Exercise directions
Gather every line in the rows below that contains the string "window". Matching is case-sensitive.

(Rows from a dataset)
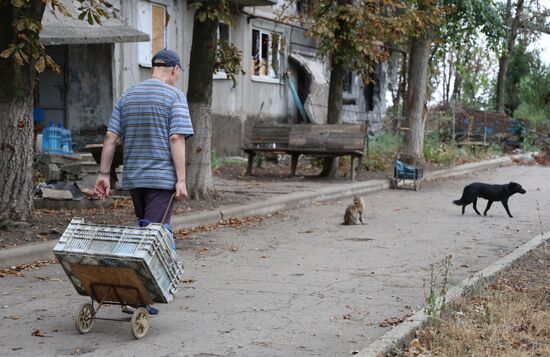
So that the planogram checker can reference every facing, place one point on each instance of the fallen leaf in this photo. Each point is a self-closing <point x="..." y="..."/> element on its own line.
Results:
<point x="38" y="333"/>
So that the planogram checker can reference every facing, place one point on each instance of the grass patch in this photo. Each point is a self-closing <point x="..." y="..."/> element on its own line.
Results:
<point x="511" y="317"/>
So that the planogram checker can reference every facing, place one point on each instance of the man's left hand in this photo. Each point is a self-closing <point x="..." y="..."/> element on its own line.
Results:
<point x="181" y="191"/>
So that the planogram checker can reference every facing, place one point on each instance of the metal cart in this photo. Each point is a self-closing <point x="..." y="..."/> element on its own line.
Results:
<point x="117" y="265"/>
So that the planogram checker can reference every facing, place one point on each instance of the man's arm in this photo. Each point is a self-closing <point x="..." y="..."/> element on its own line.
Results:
<point x="177" y="148"/>
<point x="103" y="183"/>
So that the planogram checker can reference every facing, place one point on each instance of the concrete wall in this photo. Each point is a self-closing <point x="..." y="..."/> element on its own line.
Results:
<point x="89" y="92"/>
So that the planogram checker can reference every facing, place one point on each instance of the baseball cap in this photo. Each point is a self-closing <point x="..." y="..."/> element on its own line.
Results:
<point x="165" y="58"/>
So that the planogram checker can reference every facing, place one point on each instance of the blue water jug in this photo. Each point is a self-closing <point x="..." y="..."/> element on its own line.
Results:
<point x="66" y="146"/>
<point x="48" y="145"/>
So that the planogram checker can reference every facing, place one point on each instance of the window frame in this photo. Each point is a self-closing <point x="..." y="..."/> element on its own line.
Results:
<point x="267" y="77"/>
<point x="145" y="49"/>
<point x="221" y="73"/>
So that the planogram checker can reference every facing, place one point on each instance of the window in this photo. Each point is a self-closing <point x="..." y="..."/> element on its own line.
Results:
<point x="152" y="21"/>
<point x="222" y="35"/>
<point x="266" y="47"/>
<point x="304" y="6"/>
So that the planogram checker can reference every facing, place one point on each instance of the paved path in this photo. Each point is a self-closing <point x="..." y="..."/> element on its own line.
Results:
<point x="296" y="284"/>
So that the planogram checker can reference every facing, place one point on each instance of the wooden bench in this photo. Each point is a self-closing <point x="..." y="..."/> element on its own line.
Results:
<point x="330" y="140"/>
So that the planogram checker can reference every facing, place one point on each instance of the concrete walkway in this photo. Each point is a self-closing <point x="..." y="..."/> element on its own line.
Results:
<point x="261" y="198"/>
<point x="297" y="283"/>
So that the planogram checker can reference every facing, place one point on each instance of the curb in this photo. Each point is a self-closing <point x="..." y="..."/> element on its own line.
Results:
<point x="41" y="251"/>
<point x="405" y="331"/>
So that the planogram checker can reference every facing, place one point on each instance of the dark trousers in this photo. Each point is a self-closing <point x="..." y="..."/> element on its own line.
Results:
<point x="151" y="203"/>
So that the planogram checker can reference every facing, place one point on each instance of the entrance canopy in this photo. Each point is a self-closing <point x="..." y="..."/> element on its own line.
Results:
<point x="58" y="29"/>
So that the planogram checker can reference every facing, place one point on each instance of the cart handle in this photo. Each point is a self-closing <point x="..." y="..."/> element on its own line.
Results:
<point x="168" y="207"/>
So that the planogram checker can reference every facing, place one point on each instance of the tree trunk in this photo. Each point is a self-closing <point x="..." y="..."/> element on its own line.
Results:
<point x="503" y="63"/>
<point x="416" y="96"/>
<point x="336" y="90"/>
<point x="16" y="158"/>
<point x="201" y="68"/>
<point x="16" y="121"/>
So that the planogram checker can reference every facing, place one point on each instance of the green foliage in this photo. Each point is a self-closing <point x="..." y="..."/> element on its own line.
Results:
<point x="520" y="65"/>
<point x="354" y="33"/>
<point x="228" y="56"/>
<point x="27" y="48"/>
<point x="212" y="10"/>
<point x="534" y="96"/>
<point x="215" y="161"/>
<point x="228" y="59"/>
<point x="435" y="284"/>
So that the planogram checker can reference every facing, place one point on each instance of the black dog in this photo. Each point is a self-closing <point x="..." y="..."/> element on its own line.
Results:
<point x="491" y="193"/>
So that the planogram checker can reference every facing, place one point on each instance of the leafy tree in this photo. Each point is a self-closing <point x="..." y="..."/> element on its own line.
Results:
<point x="22" y="55"/>
<point x="207" y="56"/>
<point x="447" y="21"/>
<point x="534" y="95"/>
<point x="352" y="35"/>
<point x="524" y="19"/>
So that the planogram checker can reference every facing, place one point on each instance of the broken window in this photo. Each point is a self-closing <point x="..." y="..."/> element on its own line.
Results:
<point x="348" y="82"/>
<point x="304" y="6"/>
<point x="152" y="21"/>
<point x="222" y="35"/>
<point x="266" y="47"/>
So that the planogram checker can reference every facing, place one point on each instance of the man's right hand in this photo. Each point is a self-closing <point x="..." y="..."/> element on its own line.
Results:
<point x="102" y="186"/>
<point x="181" y="191"/>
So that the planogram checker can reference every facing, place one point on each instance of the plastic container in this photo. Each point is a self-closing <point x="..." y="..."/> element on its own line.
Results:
<point x="147" y="251"/>
<point x="66" y="146"/>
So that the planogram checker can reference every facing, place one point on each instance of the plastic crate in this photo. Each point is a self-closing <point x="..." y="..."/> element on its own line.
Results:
<point x="147" y="251"/>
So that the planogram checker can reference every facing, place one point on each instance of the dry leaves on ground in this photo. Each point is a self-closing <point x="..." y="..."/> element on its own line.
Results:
<point x="394" y="321"/>
<point x="18" y="269"/>
<point x="510" y="318"/>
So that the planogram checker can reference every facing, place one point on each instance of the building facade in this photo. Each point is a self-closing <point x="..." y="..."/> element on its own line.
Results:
<point x="100" y="62"/>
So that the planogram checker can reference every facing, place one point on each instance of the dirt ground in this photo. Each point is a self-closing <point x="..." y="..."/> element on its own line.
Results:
<point x="509" y="318"/>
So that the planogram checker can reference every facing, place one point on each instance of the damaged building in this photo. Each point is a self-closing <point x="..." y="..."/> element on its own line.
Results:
<point x="283" y="72"/>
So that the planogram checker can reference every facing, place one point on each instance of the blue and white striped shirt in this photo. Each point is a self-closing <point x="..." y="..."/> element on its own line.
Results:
<point x="145" y="117"/>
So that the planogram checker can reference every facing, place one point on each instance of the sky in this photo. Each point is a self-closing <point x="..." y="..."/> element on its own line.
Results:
<point x="544" y="45"/>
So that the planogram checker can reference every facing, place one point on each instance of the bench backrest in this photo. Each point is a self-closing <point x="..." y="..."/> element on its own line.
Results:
<point x="264" y="135"/>
<point x="328" y="136"/>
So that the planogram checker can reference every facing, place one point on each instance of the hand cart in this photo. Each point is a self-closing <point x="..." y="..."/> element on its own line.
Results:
<point x="407" y="176"/>
<point x="118" y="265"/>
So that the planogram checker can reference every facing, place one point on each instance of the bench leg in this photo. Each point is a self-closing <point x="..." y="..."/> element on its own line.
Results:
<point x="293" y="164"/>
<point x="250" y="163"/>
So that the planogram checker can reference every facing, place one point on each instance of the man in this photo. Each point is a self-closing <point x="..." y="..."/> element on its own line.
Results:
<point x="152" y="118"/>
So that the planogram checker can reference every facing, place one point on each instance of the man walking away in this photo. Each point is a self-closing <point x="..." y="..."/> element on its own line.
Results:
<point x="152" y="119"/>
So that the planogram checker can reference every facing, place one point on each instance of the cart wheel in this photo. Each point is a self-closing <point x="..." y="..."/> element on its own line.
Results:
<point x="140" y="323"/>
<point x="84" y="319"/>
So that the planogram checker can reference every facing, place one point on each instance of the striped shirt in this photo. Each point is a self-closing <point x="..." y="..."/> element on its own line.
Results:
<point x="145" y="117"/>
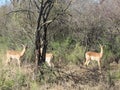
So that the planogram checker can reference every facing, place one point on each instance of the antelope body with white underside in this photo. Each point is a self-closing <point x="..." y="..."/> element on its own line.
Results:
<point x="12" y="54"/>
<point x="94" y="56"/>
<point x="49" y="57"/>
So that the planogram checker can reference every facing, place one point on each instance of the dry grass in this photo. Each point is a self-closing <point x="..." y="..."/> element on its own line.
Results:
<point x="69" y="77"/>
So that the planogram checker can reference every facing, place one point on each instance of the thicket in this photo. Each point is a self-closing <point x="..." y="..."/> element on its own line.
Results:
<point x="80" y="28"/>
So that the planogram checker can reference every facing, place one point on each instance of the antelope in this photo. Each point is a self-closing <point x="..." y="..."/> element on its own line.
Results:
<point x="94" y="56"/>
<point x="12" y="54"/>
<point x="49" y="57"/>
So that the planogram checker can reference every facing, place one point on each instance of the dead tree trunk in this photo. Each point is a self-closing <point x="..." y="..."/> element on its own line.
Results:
<point x="41" y="32"/>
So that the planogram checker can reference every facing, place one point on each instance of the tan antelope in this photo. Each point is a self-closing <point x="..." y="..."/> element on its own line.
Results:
<point x="12" y="54"/>
<point x="49" y="57"/>
<point x="94" y="56"/>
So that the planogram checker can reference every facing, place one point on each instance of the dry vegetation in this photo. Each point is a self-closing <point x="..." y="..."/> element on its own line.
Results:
<point x="76" y="29"/>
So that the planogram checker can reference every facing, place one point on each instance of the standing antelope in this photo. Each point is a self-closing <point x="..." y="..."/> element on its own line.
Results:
<point x="12" y="54"/>
<point x="49" y="57"/>
<point x="94" y="56"/>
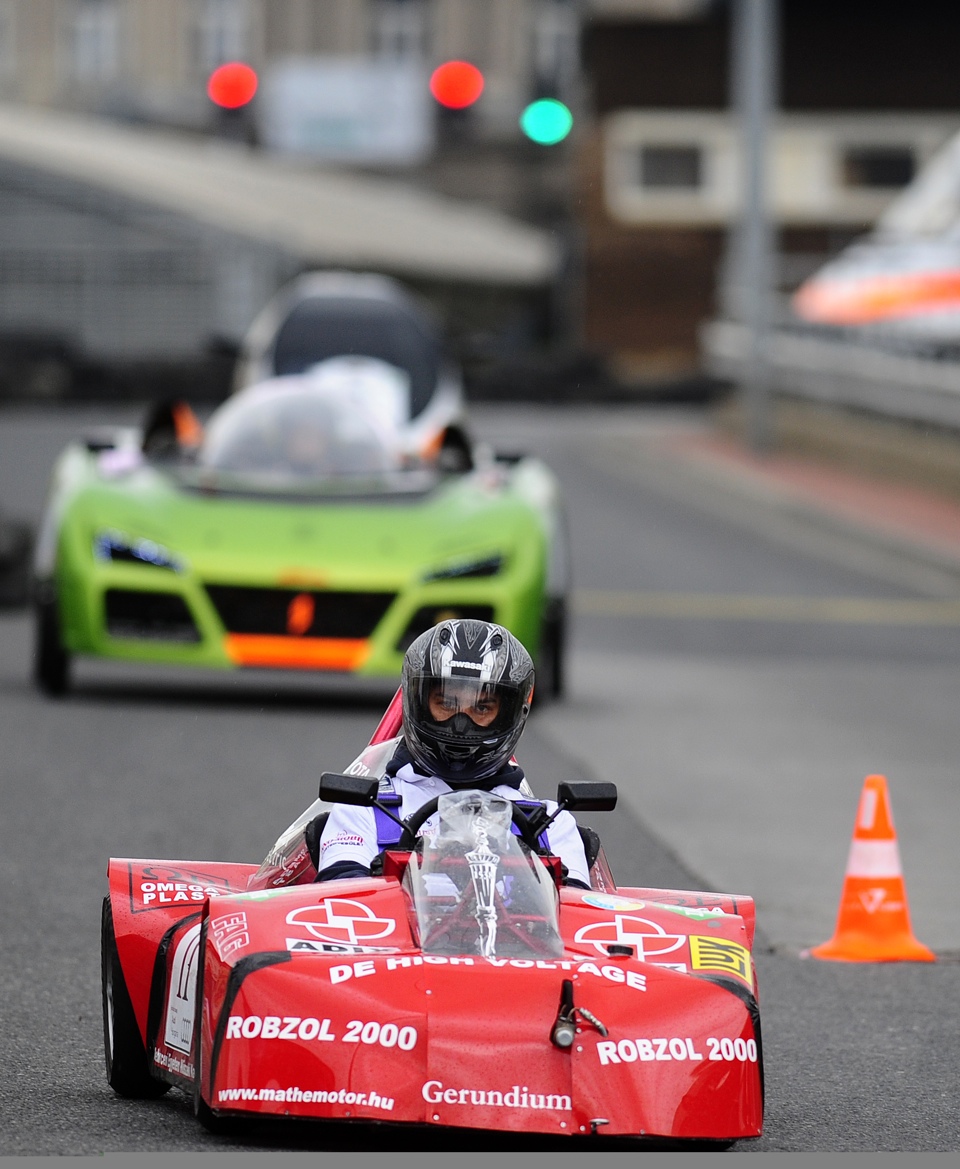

The response
So that the planogram checker can reference every facing, place one point on each instance of the window frame in this photo. Each point is a self-closing <point x="..." y="..."/> element on its own line.
So that the planogram checker can reference every facing, place one point on each instance of the window in this photo. Each point is a self-closing <point x="..." y="..."/> element on its own line.
So that the planogram checker can reference every facing, place one point on each instance of the broken window in this photo. Each point is a self-closing <point x="..." y="..."/> element on its own line.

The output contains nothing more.